* [Set problem A]
Could you set down the passage on exam exemptions word for word, starting with "Well when I" and going on through "Nov 5-11, 2009."?
* [Set problem B]
Would you resume the passage on exam exemptions and keep it going from its last sentence?

So I read in the Chronically Horrid yesterday that the Halifax Regional School Board is cancelling exam exemptions because they don’t want students coming to school if they’re sick…
Apparently if kids have a high attendance rate (less than 6 unexcused absences per term), many schools allow them to choose one exam per semester that they don’t have to write.
Most schools have 4 terms of 2.5 months each. Taking into account things like inservices, weekends, and holidays, that’s about 55 days of school. SO if they miss one day every 2 weeks without a note, they can choose whatever exam they don’t want to write. (I assume that if they have a note, and most of them can forge a guardian’s signature by the age of 12, that’s an “excused” absence and doesn’t count as missed time).
Well when I went to school, we were expected to go to school every day, AND write our exams. All of them. And if we failed, we failed. These kids today have it too easy. I say, “go to school, AND study, AND write your exams you entitled little bastards”.
No wonder they ask for a starting wage of $10/hour at their first fast food job…
—I had to walk to school uphill both ways in a blizzard…
This article appears in Nov 5-11, 2009.


10 dollars an hour is less than 2 dollars higher than minimum wage, and barely enough to wipe your ass with for most people.

* [Excerpted data]

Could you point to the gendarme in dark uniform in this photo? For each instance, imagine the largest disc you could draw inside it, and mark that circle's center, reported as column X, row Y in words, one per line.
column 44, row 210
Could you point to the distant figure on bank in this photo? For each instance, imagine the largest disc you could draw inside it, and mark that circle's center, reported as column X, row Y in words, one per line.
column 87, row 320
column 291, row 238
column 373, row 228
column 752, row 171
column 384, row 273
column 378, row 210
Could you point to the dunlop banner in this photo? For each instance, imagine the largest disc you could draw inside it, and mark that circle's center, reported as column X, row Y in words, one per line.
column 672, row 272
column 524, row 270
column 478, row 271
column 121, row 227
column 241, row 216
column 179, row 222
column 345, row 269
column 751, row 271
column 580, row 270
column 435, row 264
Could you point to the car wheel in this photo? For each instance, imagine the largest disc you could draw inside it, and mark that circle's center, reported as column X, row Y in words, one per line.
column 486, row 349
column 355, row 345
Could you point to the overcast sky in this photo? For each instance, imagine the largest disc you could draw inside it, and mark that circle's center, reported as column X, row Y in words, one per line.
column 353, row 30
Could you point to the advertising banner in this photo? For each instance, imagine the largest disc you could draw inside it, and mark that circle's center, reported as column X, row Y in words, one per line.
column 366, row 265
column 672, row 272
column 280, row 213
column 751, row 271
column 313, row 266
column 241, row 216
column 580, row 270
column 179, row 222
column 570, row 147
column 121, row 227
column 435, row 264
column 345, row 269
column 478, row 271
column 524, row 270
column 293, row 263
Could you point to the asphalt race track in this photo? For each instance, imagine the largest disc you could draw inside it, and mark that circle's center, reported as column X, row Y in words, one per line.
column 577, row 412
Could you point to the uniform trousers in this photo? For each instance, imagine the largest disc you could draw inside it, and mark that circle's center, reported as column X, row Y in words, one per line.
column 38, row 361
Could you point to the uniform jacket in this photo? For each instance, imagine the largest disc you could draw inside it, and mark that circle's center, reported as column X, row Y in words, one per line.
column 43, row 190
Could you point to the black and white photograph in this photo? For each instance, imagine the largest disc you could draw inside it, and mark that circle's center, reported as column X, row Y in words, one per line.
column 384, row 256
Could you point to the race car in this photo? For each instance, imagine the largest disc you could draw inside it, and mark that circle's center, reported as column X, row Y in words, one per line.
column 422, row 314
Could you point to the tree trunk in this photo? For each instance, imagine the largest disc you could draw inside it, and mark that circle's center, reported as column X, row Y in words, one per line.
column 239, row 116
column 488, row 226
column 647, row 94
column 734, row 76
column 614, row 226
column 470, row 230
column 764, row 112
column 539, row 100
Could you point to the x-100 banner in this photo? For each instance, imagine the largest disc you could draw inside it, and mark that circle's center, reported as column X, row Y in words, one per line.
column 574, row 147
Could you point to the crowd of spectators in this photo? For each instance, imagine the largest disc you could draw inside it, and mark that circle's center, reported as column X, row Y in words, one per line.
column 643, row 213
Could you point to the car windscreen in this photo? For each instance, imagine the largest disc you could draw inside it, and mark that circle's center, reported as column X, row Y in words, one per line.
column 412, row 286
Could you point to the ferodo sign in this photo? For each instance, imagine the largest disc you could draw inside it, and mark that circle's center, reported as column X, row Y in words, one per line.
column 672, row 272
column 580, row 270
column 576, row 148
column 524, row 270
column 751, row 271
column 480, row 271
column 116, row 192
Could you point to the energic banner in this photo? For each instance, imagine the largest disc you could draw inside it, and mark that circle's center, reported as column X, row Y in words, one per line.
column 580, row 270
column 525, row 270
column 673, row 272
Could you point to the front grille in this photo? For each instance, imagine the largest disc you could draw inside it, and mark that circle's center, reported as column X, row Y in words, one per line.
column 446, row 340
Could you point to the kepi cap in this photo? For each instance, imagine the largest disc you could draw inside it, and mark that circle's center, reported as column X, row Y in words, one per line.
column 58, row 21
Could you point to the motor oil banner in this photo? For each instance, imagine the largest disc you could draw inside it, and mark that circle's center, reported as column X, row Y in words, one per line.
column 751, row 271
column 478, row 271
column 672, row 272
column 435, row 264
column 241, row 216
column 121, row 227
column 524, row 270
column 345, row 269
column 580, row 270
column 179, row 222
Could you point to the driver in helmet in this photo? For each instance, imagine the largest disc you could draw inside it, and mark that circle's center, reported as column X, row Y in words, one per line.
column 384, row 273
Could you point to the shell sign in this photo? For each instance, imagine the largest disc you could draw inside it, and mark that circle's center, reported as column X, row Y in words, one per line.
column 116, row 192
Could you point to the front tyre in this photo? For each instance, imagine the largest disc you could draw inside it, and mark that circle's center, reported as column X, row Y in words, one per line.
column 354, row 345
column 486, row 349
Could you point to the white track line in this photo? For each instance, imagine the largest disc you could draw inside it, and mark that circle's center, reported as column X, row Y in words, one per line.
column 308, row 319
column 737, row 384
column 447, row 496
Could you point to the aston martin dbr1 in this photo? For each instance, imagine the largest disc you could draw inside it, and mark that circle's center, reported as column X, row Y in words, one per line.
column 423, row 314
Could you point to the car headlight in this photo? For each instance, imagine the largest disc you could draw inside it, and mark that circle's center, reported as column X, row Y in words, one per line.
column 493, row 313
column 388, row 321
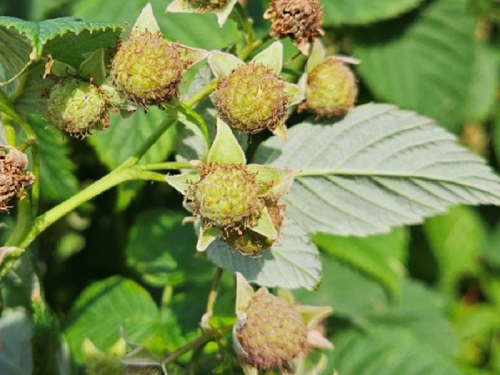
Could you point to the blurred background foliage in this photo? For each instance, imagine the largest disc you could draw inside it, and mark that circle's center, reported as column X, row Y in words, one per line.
column 419, row 300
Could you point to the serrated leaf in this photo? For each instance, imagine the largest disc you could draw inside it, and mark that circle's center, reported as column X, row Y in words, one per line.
column 124, row 136
column 163, row 250
column 368, row 256
column 65, row 39
column 388, row 351
column 293, row 262
column 16, row 331
column 58, row 170
column 378, row 167
column 421, row 62
column 206, row 34
column 456, row 239
column 360, row 12
column 106, row 306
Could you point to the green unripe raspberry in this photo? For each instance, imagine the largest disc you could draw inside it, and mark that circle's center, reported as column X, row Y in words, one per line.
column 252, row 98
column 273, row 334
column 147, row 69
column 227, row 196
column 76, row 106
column 331, row 89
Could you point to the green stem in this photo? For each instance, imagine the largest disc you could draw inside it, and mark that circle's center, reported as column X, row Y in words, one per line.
column 207, row 335
column 213, row 292
column 174, row 165
column 110, row 180
column 10, row 130
column 150, row 141
column 24, row 222
column 245, row 23
column 249, row 48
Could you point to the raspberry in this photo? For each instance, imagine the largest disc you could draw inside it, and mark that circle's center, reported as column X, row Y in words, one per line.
column 273, row 333
column 301, row 20
column 331, row 88
column 76, row 106
column 147, row 69
column 13, row 180
column 227, row 196
column 252, row 98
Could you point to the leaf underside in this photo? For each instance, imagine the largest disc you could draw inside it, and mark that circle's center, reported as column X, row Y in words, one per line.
column 377, row 168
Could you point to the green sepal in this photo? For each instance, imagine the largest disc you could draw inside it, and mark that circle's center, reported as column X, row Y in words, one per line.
column 265, row 225
column 275, row 182
column 222, row 64
column 244, row 293
column 206, row 237
column 183, row 182
column 281, row 131
column 318, row 54
column 93, row 68
column 272, row 57
column 146, row 22
column 225, row 149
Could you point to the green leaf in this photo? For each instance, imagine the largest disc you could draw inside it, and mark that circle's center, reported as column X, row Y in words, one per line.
column 206, row 34
column 292, row 262
column 378, row 167
column 456, row 239
column 369, row 255
column 484, row 85
column 106, row 306
column 359, row 12
column 65, row 39
column 56, row 166
column 162, row 250
column 124, row 136
column 388, row 351
column 16, row 331
column 422, row 62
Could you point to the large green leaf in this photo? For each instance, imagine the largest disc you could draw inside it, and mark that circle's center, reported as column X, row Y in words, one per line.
column 65, row 39
column 423, row 62
column 108, row 305
column 206, row 34
column 388, row 351
column 124, row 136
column 456, row 239
column 16, row 331
column 59, row 181
column 292, row 262
column 363, row 302
column 484, row 85
column 359, row 12
column 378, row 167
column 370, row 255
column 163, row 250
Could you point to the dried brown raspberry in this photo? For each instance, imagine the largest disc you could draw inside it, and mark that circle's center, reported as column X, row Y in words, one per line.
column 13, row 180
column 301, row 20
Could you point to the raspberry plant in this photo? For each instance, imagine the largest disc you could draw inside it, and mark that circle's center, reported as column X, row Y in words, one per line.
column 225, row 191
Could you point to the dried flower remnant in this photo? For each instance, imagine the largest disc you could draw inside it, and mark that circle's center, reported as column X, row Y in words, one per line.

* [Final answer A]
Well when I went to school, we were expected to go to school every day, AND write our exams. All of them. And if we failed, we failed. These kids today have it too easy. I say, “go to school, AND study, AND write your exams you entitled little bastards”.
No wonder they ask for a starting wage of $10/hour at their first fast food job…
—I had to walk to school uphill both ways in a blizzard…
This article appears in Nov 5-11, 2009.

* [Final answer B]
I assume if you don’t write an exam your final grade is based on your other assignments. Good students will already have a good mark, so not writing an exam is a nice perk. Bad students will be failing anyway and will have to write the exam no matter how much they go to school if they want to pass. Borderline passing students may want to take the pass by not risking writing the exam and their stellar attendance would help to ensure some information goes in their heads, even if they aren’t tested on it.
Exams are useless for determining what someone really learned anyway. If you want to know what someone actually got out of a class, test them on it a year later. That will differentiate between what they learned and what the memorized/crammed.
If getting out of an exam gets more kids in class, I think it’s a fair trade.
unfortunately even if you have a shitty mark and your attendance is good you can choose not to take the exam…my son went to citadel and even though he had great marks he missed too many days…so he wrote the exams and that was ok with me…some of his compatriots were barely passing but since they always were in attendance no exam for you…sad
I got exemptions in high school for excellent attendance. The theory is that you learn more when you come to class vs never showing up and missing out on valuable information. And I think an excused absence still counts as an absence. When I was in high school the only things that didn’t count were school related activities, and we only got to exempt exams that were at the end of the semester, not the term. (2 semesters per year, each semester had 2 terms with a “mid-term” exam at the end of the first term)
Also, my first job in fast food was at age 16, and I made $5.90 an hour… and after that I went to university, got a degree and an advanced diploma, and now have a job in my field. So I would say that choosing not to do a couple of exams didn’t really hurt me in the long run.
Exemptions are for finals only. They are referring to High School where there are 2 semesters. That means 12 total absences per year AT MOST. That’s not much compared to how many classes HS students often skip. Get a grip.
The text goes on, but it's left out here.